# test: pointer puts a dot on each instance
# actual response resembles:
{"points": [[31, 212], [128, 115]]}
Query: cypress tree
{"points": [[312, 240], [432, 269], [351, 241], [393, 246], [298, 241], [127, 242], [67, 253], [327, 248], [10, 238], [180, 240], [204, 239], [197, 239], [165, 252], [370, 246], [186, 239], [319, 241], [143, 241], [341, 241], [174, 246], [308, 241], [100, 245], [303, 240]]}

## Task directions
What you give back should be exactly the lines of the entries above from the one containing "# actual response" to the end, and nothing more.

## Task result
# actual response resembles:
{"points": [[31, 212], [128, 115]]}
Query: cypress tree
{"points": [[312, 240], [432, 269], [351, 241], [393, 246], [298, 241], [127, 242], [67, 253], [327, 248], [10, 238], [180, 240], [204, 239], [197, 239], [165, 252], [370, 246], [186, 239], [319, 241], [143, 241], [341, 241], [174, 246], [308, 241], [100, 245], [303, 240]]}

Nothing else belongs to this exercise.